Raw data –
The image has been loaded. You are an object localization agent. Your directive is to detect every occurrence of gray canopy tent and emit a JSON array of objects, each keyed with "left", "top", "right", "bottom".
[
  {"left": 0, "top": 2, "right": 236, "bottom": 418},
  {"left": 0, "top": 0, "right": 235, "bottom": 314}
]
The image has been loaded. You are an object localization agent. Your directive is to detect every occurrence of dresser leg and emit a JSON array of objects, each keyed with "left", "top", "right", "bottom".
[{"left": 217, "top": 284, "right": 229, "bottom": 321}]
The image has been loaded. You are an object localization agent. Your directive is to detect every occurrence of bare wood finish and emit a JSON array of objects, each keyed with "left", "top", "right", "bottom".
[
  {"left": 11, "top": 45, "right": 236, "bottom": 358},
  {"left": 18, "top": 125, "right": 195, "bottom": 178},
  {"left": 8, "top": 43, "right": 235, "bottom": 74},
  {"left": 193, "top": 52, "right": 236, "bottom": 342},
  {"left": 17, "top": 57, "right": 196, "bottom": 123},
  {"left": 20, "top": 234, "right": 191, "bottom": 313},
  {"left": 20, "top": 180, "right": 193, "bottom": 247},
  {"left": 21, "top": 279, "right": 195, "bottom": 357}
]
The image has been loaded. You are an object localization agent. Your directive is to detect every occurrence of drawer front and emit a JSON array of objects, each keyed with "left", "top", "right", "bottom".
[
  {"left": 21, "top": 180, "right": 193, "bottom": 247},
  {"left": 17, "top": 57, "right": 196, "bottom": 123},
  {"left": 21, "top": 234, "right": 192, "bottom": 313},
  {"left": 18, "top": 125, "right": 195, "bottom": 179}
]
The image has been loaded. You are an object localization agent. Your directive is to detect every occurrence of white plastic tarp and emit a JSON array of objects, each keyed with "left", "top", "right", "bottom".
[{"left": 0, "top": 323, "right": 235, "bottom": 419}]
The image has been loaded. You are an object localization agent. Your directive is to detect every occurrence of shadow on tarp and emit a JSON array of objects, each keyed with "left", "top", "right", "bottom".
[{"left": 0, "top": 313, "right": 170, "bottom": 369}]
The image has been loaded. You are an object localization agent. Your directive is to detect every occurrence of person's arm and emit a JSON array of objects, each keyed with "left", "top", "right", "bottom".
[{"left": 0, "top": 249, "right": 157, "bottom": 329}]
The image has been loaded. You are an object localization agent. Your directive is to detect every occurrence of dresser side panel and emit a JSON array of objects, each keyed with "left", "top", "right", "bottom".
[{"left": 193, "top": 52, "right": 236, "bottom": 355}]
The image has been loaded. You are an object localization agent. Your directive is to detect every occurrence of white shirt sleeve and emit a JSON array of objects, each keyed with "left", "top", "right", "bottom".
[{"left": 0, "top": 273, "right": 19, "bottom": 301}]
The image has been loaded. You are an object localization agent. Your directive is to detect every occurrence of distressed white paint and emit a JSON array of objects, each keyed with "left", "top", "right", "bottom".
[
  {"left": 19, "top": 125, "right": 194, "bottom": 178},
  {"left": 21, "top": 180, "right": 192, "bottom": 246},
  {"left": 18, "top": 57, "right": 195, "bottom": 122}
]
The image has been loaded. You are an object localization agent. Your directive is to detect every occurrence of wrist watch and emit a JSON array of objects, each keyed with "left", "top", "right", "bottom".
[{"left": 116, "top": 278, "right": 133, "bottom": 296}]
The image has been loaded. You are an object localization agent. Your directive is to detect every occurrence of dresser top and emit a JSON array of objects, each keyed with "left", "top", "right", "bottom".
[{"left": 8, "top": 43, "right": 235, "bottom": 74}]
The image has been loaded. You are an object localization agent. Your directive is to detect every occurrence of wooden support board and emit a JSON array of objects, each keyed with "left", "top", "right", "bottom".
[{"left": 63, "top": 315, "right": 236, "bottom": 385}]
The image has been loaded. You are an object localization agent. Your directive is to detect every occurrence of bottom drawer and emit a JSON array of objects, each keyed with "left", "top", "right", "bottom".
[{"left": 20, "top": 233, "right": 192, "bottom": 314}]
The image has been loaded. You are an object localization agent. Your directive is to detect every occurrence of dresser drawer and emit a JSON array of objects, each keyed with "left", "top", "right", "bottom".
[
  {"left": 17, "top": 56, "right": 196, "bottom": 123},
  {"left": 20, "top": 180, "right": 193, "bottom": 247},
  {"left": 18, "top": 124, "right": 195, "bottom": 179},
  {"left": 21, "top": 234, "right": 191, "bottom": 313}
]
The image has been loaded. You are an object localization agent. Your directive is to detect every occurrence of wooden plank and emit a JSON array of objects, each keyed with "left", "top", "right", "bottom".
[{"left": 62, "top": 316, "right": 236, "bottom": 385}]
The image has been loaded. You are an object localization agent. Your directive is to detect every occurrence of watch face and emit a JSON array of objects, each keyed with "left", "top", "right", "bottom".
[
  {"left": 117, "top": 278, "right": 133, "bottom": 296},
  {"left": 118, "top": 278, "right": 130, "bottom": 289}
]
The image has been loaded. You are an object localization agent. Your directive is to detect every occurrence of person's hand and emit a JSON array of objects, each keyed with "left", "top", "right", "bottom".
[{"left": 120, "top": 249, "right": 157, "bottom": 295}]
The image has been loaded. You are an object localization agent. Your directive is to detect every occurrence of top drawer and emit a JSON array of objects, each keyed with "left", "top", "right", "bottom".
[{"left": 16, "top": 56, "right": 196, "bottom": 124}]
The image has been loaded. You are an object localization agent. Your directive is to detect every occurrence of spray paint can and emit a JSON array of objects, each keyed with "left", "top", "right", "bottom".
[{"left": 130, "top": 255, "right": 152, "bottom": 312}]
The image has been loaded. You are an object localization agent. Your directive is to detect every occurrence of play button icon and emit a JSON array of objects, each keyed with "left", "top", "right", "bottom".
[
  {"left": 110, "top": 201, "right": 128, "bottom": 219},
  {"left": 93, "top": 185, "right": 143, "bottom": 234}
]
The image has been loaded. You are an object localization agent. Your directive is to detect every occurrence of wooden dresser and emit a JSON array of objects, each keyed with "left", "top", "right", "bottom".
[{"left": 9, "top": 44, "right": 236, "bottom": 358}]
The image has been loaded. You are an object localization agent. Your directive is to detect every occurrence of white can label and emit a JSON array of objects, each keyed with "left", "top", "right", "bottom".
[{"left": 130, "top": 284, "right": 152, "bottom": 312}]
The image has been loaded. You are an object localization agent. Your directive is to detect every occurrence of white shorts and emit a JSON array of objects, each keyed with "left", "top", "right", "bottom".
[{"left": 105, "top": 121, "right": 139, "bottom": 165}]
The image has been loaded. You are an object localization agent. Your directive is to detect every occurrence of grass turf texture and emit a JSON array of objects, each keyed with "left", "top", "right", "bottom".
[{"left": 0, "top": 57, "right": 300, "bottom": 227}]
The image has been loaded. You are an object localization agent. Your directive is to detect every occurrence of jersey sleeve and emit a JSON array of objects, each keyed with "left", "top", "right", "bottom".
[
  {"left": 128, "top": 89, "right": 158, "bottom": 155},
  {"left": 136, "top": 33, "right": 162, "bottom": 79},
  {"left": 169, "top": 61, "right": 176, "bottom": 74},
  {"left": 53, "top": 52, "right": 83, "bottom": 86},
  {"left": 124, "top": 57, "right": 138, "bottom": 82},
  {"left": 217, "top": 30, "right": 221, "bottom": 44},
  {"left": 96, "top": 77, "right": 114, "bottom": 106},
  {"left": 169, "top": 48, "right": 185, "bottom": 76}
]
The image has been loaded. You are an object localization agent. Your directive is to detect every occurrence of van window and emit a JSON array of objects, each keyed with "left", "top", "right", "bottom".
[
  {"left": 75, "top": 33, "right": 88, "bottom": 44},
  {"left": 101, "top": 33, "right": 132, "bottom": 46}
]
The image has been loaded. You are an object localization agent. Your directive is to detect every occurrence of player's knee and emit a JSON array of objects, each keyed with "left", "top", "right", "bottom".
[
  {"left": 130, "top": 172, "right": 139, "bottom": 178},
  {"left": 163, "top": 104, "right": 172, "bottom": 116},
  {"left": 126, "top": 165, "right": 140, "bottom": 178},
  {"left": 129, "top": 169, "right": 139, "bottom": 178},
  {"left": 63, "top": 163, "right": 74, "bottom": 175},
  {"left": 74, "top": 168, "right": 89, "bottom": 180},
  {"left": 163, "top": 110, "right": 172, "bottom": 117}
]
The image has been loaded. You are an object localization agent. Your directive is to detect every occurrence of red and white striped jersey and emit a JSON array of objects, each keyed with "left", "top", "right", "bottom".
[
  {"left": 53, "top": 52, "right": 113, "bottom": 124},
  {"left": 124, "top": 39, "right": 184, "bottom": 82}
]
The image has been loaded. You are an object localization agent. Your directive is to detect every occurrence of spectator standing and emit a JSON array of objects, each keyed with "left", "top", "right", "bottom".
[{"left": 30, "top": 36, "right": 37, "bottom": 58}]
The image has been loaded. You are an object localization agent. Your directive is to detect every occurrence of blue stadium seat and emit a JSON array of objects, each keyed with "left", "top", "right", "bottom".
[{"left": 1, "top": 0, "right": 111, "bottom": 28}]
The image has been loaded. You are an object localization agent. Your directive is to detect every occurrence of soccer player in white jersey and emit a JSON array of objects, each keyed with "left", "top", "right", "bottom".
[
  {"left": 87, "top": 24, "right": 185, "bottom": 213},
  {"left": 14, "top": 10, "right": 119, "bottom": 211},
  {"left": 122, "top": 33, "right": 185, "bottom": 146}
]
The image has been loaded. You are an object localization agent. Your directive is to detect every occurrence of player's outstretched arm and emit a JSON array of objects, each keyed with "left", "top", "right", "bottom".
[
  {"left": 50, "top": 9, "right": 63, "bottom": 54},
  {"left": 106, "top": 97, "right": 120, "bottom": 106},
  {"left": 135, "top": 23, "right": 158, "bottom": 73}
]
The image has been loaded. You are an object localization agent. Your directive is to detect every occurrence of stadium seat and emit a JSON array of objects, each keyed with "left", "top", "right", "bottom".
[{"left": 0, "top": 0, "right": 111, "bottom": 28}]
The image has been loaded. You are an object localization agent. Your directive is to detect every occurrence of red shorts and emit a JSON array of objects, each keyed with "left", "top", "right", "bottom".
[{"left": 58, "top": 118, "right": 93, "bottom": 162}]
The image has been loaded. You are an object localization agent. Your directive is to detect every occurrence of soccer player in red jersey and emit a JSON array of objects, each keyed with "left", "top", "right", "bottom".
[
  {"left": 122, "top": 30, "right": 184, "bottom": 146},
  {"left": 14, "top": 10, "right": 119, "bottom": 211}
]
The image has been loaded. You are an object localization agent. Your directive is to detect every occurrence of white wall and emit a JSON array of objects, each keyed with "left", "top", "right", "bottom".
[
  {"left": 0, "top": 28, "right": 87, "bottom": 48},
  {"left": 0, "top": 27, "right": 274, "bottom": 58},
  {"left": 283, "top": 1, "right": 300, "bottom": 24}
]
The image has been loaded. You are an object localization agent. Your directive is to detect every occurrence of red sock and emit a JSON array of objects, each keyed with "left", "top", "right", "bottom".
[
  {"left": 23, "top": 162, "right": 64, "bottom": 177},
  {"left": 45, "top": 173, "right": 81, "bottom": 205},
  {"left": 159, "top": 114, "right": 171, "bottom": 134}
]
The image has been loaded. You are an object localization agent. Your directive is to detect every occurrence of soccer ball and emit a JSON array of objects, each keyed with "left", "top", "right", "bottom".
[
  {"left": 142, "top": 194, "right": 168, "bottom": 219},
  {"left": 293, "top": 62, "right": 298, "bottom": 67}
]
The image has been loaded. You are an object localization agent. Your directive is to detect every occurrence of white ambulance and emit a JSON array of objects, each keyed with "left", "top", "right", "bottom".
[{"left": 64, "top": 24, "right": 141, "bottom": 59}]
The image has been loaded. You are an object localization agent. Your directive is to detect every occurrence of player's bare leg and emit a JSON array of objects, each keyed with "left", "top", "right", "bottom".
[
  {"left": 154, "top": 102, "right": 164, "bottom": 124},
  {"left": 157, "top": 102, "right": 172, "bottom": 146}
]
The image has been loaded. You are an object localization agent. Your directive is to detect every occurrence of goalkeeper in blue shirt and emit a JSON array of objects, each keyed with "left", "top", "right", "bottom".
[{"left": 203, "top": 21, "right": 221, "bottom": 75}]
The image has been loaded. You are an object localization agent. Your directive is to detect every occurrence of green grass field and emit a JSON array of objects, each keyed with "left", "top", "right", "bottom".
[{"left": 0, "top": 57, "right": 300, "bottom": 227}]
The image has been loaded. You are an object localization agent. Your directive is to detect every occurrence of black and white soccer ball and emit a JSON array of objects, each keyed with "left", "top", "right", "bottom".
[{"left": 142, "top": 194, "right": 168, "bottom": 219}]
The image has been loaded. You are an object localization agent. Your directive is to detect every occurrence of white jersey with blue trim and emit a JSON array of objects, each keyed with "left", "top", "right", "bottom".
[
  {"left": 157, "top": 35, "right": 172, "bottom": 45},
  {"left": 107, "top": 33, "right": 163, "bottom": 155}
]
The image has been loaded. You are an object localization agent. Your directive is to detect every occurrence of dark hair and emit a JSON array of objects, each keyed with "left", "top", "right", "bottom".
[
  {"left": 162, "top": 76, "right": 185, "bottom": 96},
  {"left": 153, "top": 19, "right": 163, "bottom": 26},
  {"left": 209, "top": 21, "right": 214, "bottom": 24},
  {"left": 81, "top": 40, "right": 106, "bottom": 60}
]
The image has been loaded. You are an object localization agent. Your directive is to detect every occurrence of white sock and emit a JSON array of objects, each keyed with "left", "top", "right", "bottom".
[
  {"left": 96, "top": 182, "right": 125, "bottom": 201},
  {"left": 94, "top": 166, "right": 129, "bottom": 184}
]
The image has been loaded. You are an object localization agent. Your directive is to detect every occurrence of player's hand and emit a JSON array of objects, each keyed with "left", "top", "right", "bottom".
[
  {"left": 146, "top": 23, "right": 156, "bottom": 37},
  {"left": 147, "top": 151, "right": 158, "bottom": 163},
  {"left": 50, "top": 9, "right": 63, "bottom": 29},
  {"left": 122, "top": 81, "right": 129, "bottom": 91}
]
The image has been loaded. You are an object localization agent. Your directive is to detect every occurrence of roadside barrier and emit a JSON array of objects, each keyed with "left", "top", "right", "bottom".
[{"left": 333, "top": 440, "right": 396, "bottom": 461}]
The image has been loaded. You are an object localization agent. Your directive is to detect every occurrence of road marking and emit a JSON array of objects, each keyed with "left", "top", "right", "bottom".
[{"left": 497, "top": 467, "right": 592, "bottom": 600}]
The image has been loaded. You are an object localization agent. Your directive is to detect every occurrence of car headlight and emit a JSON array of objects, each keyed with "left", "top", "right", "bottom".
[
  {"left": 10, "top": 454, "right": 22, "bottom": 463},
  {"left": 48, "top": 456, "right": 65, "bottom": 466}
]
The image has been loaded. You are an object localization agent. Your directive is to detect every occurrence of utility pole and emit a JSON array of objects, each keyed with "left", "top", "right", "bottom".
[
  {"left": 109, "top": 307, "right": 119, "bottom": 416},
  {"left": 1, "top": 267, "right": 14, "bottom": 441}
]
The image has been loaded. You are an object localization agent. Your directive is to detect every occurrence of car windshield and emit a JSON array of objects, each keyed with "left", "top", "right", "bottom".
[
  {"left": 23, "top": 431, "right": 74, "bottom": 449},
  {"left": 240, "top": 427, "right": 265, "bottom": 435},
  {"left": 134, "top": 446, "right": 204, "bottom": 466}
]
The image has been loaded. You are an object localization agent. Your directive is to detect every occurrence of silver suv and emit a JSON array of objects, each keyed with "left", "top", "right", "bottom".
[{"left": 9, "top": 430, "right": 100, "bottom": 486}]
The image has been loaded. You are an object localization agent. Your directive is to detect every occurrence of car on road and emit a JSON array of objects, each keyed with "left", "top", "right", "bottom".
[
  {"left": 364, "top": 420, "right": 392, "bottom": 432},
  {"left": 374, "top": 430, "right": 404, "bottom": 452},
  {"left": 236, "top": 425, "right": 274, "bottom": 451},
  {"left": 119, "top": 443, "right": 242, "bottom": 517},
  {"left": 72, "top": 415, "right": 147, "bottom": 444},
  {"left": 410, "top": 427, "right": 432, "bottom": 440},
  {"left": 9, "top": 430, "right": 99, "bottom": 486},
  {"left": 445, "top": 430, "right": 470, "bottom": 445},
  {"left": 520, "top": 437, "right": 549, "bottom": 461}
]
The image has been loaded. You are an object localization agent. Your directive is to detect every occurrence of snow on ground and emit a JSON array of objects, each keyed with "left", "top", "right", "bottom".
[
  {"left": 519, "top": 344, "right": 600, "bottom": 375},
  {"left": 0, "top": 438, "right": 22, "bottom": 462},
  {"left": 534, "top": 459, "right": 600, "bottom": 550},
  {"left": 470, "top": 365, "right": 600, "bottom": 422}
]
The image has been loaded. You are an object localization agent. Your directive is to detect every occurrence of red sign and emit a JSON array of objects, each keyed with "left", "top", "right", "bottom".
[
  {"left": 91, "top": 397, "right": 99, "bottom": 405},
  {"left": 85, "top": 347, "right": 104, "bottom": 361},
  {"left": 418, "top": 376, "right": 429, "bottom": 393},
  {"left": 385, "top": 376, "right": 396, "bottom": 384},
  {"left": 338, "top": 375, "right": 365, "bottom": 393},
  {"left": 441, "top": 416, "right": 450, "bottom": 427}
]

Your objective – Return, please, every line from the one that contains "of red sign" through the final line of the listing, exactly, and no others.

Response –
The image has been loaded. You are an object localization agent. Your directive is to detect every occurrence of red sign and emit a JSON array of objects, each keyed with "left", "top", "right", "bottom".
[
  {"left": 91, "top": 397, "right": 99, "bottom": 405},
  {"left": 85, "top": 347, "right": 104, "bottom": 361},
  {"left": 418, "top": 376, "right": 429, "bottom": 393},
  {"left": 385, "top": 376, "right": 396, "bottom": 384},
  {"left": 338, "top": 375, "right": 365, "bottom": 393},
  {"left": 441, "top": 416, "right": 450, "bottom": 427}
]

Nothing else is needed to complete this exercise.